Substitute "leafless tree" for "bare tree" and give back the records from the line that contains "Question. Place a dot on every instance of the bush" through the end of the records, leaving everything else unchanged.
+ + + +
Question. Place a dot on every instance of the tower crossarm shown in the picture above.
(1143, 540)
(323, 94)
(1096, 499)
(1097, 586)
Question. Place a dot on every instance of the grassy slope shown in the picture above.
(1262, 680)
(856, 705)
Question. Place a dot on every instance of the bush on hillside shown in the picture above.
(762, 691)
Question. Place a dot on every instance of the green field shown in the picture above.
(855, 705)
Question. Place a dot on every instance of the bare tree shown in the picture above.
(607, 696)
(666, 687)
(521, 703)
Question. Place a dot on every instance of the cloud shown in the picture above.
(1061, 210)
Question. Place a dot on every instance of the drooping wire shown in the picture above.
+ + + +
**FINISHED TASK:**
Question. Place a dot on every instance of the bush on hillside shown in the picture above.
(762, 691)
Question. Place a dot on every instance of the green field shown in the picture above.
(855, 705)
Question. Place a dot on every instance of the leafless tree shown in the picture above.
(607, 696)
(666, 687)
(521, 703)
Question. Place a dot on every instance of the cloud shown in the picture above.
(1061, 210)
Question. Place a dot on every instance of the drooping wire shown in the picture above.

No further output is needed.